Exercise requirements:
Copy every record below exactly as it appears.
-------- Supplied entries
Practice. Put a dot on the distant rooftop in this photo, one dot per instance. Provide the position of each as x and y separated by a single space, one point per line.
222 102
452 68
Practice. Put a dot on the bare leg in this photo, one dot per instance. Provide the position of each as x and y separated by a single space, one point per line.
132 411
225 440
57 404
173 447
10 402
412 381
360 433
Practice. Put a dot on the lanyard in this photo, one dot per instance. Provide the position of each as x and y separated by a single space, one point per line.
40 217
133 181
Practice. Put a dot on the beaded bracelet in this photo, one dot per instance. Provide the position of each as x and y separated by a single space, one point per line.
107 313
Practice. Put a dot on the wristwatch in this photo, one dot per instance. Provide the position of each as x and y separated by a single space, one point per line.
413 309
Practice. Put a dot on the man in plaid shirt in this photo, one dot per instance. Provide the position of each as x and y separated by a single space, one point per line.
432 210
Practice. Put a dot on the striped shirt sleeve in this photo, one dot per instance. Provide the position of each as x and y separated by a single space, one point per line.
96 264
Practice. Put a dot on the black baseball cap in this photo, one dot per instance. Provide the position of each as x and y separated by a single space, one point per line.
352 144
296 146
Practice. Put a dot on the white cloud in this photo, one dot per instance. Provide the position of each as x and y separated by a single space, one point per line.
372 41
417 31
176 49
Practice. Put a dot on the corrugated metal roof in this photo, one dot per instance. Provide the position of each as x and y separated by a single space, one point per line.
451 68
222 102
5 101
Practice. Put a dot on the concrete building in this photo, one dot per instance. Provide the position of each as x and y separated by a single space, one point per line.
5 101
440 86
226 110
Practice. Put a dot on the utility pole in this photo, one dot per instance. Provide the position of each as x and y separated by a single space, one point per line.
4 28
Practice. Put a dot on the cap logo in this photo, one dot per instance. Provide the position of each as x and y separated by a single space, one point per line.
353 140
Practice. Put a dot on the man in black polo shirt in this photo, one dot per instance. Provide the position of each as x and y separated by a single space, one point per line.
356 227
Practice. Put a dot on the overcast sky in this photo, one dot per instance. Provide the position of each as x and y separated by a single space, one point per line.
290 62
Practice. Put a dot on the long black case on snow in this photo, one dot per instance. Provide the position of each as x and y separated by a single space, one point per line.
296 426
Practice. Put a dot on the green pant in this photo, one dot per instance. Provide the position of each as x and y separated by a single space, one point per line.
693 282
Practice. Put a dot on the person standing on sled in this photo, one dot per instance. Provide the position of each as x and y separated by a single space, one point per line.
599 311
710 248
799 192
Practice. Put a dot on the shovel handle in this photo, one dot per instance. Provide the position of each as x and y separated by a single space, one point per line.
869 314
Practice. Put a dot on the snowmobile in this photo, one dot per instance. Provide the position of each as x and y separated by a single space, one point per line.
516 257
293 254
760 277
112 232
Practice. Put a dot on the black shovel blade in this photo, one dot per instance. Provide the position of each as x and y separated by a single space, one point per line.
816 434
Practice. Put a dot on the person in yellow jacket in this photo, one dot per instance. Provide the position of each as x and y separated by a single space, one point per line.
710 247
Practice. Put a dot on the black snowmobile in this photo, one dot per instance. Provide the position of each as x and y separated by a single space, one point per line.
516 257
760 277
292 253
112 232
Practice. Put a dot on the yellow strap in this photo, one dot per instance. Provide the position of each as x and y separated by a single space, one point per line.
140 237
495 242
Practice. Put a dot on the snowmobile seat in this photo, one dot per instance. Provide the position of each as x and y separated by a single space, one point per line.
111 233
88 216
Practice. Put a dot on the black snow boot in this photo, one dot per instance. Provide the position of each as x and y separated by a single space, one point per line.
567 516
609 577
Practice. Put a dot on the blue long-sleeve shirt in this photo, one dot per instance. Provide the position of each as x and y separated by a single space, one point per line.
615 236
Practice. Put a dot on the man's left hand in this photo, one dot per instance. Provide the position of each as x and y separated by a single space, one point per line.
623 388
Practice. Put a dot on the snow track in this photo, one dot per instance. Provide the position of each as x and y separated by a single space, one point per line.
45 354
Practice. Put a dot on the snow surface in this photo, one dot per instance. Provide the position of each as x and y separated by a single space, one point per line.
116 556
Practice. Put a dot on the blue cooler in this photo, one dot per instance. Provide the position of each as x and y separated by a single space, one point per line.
----------------
Final answer:
Practice. Put a dot on the distant rooftop in this photo, one dot per instance. Provide the position of each as x and y separated by a single space, one point per line.
222 102
452 68
Practice. Put a dot on the bare leg in this photo, one dot per instance. Provide the position of each as x and y separated by a single space, one point per line.
132 411
225 440
57 404
173 447
10 402
412 381
360 433
Practice. Put a dot on the lanyard in this photo, one dot per instance. Provide the position of each as x and y separated by a single space, one point per line.
40 217
133 181
Practice. Put a dot on the beaded bracelet in this photo, one dot per instance. Provide the position of each as x and y separated by a single space, one point per line.
107 313
Practice. Put a dot on the wristwatch in this photo, one dot per instance. Provide the position of each as x and y separated by a single space, one point per line.
413 309
Practice. Put a dot on the man in plaid shirt in this photo, one dot per instance. Provide the position of each as x and y separated by a single space, one point per line.
432 210
Practice. Put a dot on the striped shirt sleeve in this photo, one dot per instance. Provide the position of each as x and y separated by a single space, one point per line.
96 264
Practice. Put a dot on the black baseball cap in this photo, one dot per instance. Provide the position of each as x and y separated by a single space, one point per line.
352 144
296 146
Practice. Put a dot on the white cloud in this photo, one dot per instance. Provide the position of each as x and y separated by a single space, one point per line.
372 41
417 31
176 49
Practice. Put a dot on the corrugated metal roof in this photo, one dot per instance. Provide the position of each as x and y separated by a single space, one point per line.
451 68
222 102
5 101
Practice. Put a dot on the concrete building in this photo, one dot per instance. Provide the position of each as x and y separated by a single space, one point per line.
5 101
440 86
226 110
Practice. Put a dot on the utility pole in this photo, one dot per instance. Provide the position of each as x and y separated by a single space, one point per line.
4 28
Practice. Put a dot on the cap logo in this photo, one dot per instance. Provide the position of each as x and y separated by a single space, one point per line.
353 140
Practice. Put a dot on the man in black polo shirt in this photo, one dot per instance. Provide the position of each as x and y separated by a single space, one point per line.
356 227
Practice. Put a dot on the overcast sky in this photo, one dot per instance. Provide the position of each as x and y separated by a single space, one point per line.
290 62
Practice. Put a dot on the long black case on snow in this photo, one dot per instance. Provide the position of each as x and y separated by a single space, one point per line.
296 426
Practice. Put a dot on the green pant in this photo, one dot per instance. Provide the position of each as x and y separated by a single space, one point per line.
693 282
Practice. Put a dot on the person standing on sled in this photo, one dot per instance. Provide the position of each as x and y separated by a single space, one point per line.
599 311
710 248
799 192
Practice. Put a dot on the shovel handle in this photo, one dot per instance. Provide the position of each as x and y separated by a single space, one point per line.
869 314
Practice. Put a dot on the snowmobile in this photo, one dot per instance. Provide the position of each as x and y separated by a single space, one point per line.
516 257
293 254
760 277
112 232
Practice. Put a dot on the black shovel blade in this photo, one dot per instance. Provide the position of each as x and y separated by a single space, one point per line.
816 434
Practice. Put a dot on the person in yellow jacket in this photo, one dot per instance. Provide the position of each as x and y separated by a single space, one point per line.
710 247
Practice. Put a dot on the black snowmobile in this photo, one dot per instance. Provide the position of each as x and y separated by a single space, one point per line.
516 257
760 277
292 253
112 232
Practice. Put a dot on the yellow strap in this photo, one dot per instance. Provide the position of each as x and y separated by a single space, one point per line.
140 237
495 242
Practice. Put a dot on the snowmobile seat in this photo, one dot per instance. Provide the position of each as x and y separated by a single space, one point per line.
111 233
88 216
Practice. Put a dot on the black snow boot in this photo, one dot per instance. Provide the position of each as x and y separated by a single space, one point per line.
567 516
609 577
Practice. Put a dot on the blue long-sleeve shirt in this photo, one dot per instance. Provide the position of each as x and y separated by a single space, one point per line.
615 236
Practice. Put a dot on the man's left hand in this photo, one dot per instance. Provide the position of each as x and y separated by a single space, one point per line.
623 388
Practice. Put a dot on the snow track in this photo, one dot per instance. Provide the position of each as x and y separated by a single space, one point per line.
45 354
Practice. Put a dot on the snow surface in this photo, one dot per instance. Provide the position of each as x and y separated by a single space, one point per line.
116 556
Practice. Put a dot on the blue cooler in this photo, one dot per instance. Provide the position of each as x and y separated by a single space, one point per line.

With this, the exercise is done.